• [EXERCISE INSTRUCTIONS]:
1) In the passage about Robert's studies, how many pages from Autism and PDD Expanding Social Options were read each day?
2) Write a continuation of the passage about Robert's studies, picking up after its final sentence.

• [TEXT PASSAGE]:
--

Robert and I did a lot of easy studying, repeating, and reviewing during the last couple weeks.

Every day, we read two pages from Autism and PDD Expanding Social Options and practiced sentences related to each topic.

We advanced to the Intermediate level of presentation while working with lessons from Functional Routines for Adolescent & Adults Home. I expand the lessons to relate them to our previous experiences while performing many daily chores.

Robert is still solving one 9×9 Sudoku a day with my help. However, there are more moments when he independently enters a few numbers in the grid. Moreover, he grasped the idea that although sometimes we cannot point to the cell were given number belongs, we still can deduce that it belongs to a given column or row.  Using that information helped Robert to enter other numbers on the chart.  I consider this to be very important development.

I brought back Take Me to Your Seat folders. During the last two weeks, we used them to

1. Add positive and negative numbers to find the temperature  outside.                                                                                                                                                                                         2. Count the percent to find the sale price of clothes.                                                                                                                                                                                                                  3. 3 .Count vertices, edges, and faces of different 3D shapes.                                                                                                                                                                                                            4. Retrieve data from  bar, line, and circle graphs.

We practiced cursive writing to increase the length of some of the letters which Robert changes into microscopic, undecipherable waves.  There is not much improvement on this front.

We used Fun Deck cards to address among others the fluency of Robert’s speech. Lately, we went through set of Do and Does, Let’s Predict and a few others.

And of course we are still practicing pronunciation with old, huge Weber book, repeating each word or phrase twice.

we continue reading one chapter (around 10 pages each) a day from abridged children’s classics.

--

• [STORED DATA]:
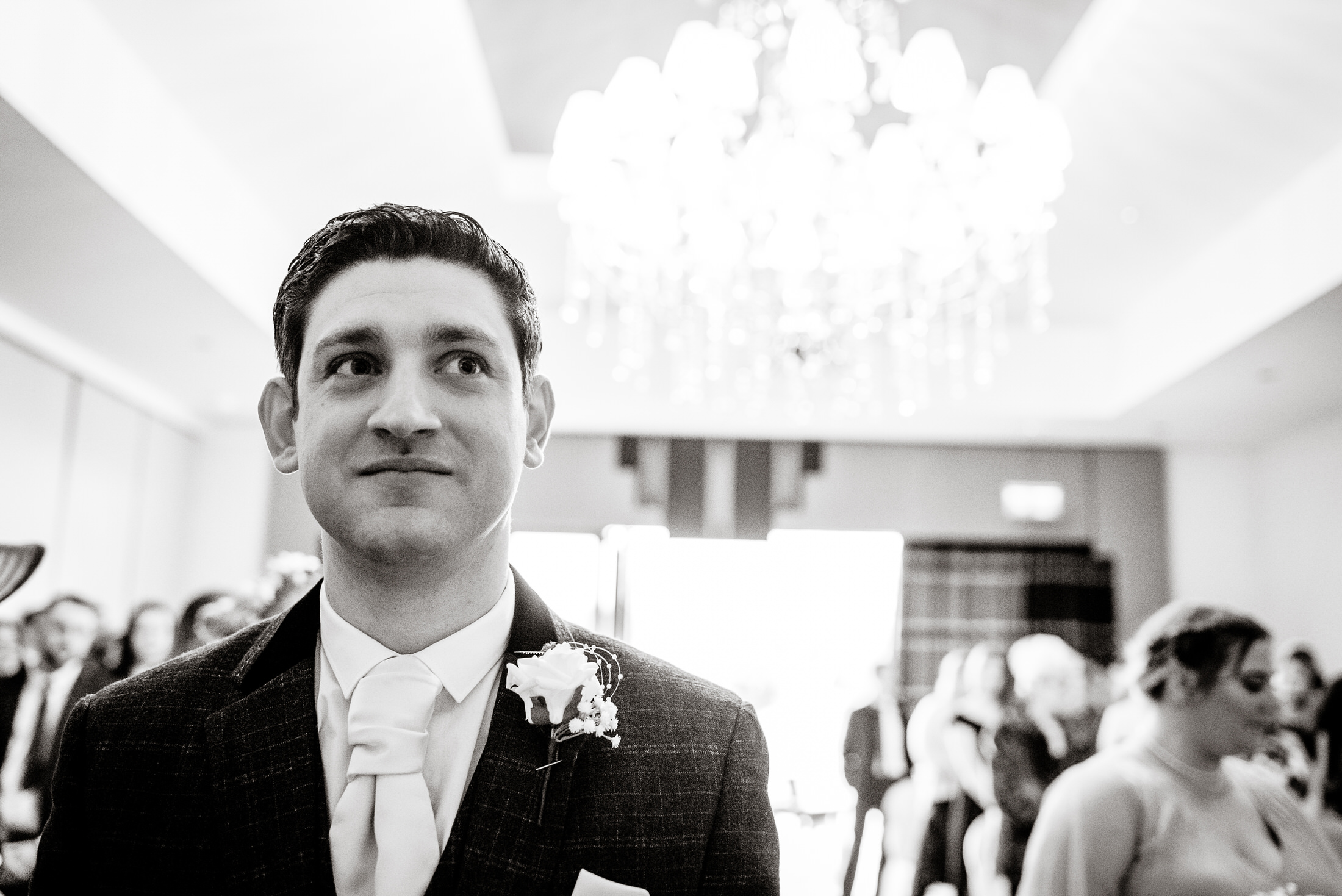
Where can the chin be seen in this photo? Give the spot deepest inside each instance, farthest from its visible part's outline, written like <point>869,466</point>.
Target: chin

--

• [OUTPUTS FOR THE TASKS]:
1) Two pages.

2)
I realized, however, that Robert would benefit much more from original versions.

The time we study together is the most peaceful time in our home as everything hangs in balance.

However. it worries me that there is no increase in the length or number  of Robert’s independent activities. It worries me, that he relies too heavily on my support, suggestions, or even my physical presence to continue learning.

He demonstrates more drive with some of the chores – mainly laundry from loading the washing machine to folding and hanging and emptying dishwasher.

Unfortunately, as he is getting older, it is easier for me to see how many things I neglected to teach him or practice with him. Making list of such items would be much more useful than the list I have just written above.  Such list would allow me to set new goals instead of pretending to be satisfied with what I almost automatically do every day.

It is not what Robert needs most.  I know it, and he probably knows that too.

Connecting Parts of Robert’s Universe Part 1

I wrote this text two years ago as an introduction to my report about our trip to Philadelphia. However, the problems related to Robert’s ontology present themselves frequently enough to warrant a second look and more detailed description. 

When, during our trip to Philadelphia, Robert was exposed to new arrangements of familiar elements, he exhibited  the behaviors I knew from the past.  I dealt with them years ago and believed they were extinct.  They weren’t.

In the past, I discovered that Robert’s universe was made of separate bubbles. Each bubble consisted of specific places, concrete people, and a particular set of rules characteristic to that sub-world.

1.  Each person has assigned her own place  in the world and shouldn’t encroach  on another person’s space. Robert tried to push me out when I visited HIS classroom.  He attempted to block his teachers from entering OUR home.  While we, the parents, could take him to almost any restaurant, only his respite providers (any of them) could take Robert to McDonald’s.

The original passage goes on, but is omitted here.